▶ [Document]

# Fenix TK11 Review : Pics, Comparisons, indoor/outdoor beamshots, impressions



## csshih (Aug 24, 2009)

Hi Everyone,

Up for review is the Fenix TK11 R2 Sorry, I do not have the original packaging for this, it was a gift, and didn't have packaging, regardless, thanks!  (you know who you are)
.. I just thought it would be fun to review some of the lights I had sitting around. :thumbsup:
Here's a summary of the specs, taken from 4sevens


 Cree XR-E R2
 Two modes of output, selected by turning the bezel
 Turbo Mode: Constant 240 Lumens 
 2.7 hours (one 18650 Li-ion battery), 1.5 hours (two CR123A batteries)
 General Mode: Constant 64 Lumens
 12 hours (one 18650 Li-ion battery)
 10 hours (two CR123A batteries)
 AR coated window
 Removeable Grip ring

More information can be found in the threads linked below.

*A Bit of Background:*
The tk11 was first officially announced on 6/13/08 in this thread.. A discussion thread about that light, though, started a bit earlier . You can find it here. 6 months later, (ok,.. they were 3 days early ) Fenix came out with the R2 version of the light. Link on the MP is here.

and, here we go.. pics, pics, and more pics... though number of pics would be slightly less than normal
















any dings on the light would be my fault 





easy to read +, and -, sign.. I demand you not stick batteries in backwards,!!!!




















tailcap, with its small lanyard hole





disassembled. I figure you can ID the individual components





super thick walls.. this thing is built like a tank

*Comparison:*




Compared to other lights of the same caliber, the Fenix TK11 is a very tough feeling light. It is also well balanced and easy to grip and use.

*Indoor Shots:*
(because of the sheer volume of lights in one shot, I have them in the large 800 px wide size)

















*White Wall shots:*
















not the cleanest beam ever, the Fenix TK11 with its SMO reflector is a bit of a thrower

*Outdoor Shots: *
Fenix TK11 *2xCR123A* (18650 compatible)





















compare these with other ones in this thread

Impressions: 
The Fenix TK11 is a very comfortable light to use.. Hefty and sturdy feeling, I would have no qualms tossing em up in the air like some of those silly youtube videos .. except instead of a simple maglite, this is a LED flashlight with complicated circuitry. 
that being said, it sounds like an ideal EDC for those with medium sized pockets.. even the anti roll ring can be removed for more comfortable EDC, though I did not feel any problems with it. Output is nice.. though the low mode could be allot dimmer. the difference is not that much, so I'd use the light on low most of the time with a nice extended burn.


----------



## Metatron (Aug 26, 2009)

awesome review mate, that tk 11 is no slouch:twothumbs


----------



## yuk (Aug 26, 2009)

Nice review as always csshih! :thumbsup:

How do you like it compared to MD2/M60?

▶ [Directions] Please continue the Fenix TK11 review thread, picking up right after its last post.

▶ [Data extract]
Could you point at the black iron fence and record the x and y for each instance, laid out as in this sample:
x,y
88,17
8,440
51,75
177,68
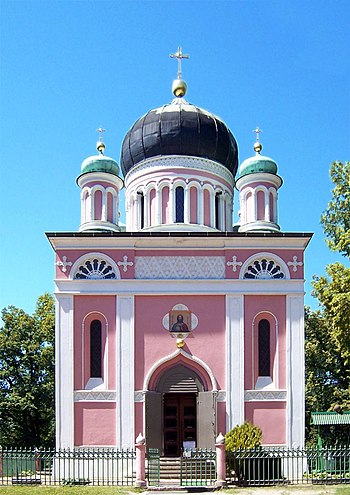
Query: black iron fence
x,y
68,467
198,468
271,466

▶ [Exercise result]
----------



## Redstorm (Aug 26, 2009)

It would be nice to compare it with the Olight M20 R2 and Jetbeam RRT2 (R2). The Olight is a tad brighter than the Fenix at max but you are hard pressed to tell the difference unless you scrutinise the beam closely.


----------



## csshih (Aug 26, 2009)

Fenix tk11 compared to the md2/m60?
Hmm.. Beam wise, the fenix is more of a thrower wheras the md2 has it's interesting throw/flood beam. I guess the fenix would be better outdoors where th malkoff performs well at closer range applications.
Also, between the 2 bodies, I'll have to lean slightly toward the md2.. I have a slight preference to the lighter knurling... Makes for a great edc! Both of these lights, though, are very suitable as both are built very sturdy.. Nice and thick walls allow for the occasional drop.

As for the olight and jetbeam.. Sorry! Don't own em.


----------



## Dioni (Aug 26, 2009)

Awesome review csshih!


----------



## tango44 (Sep 25, 2009)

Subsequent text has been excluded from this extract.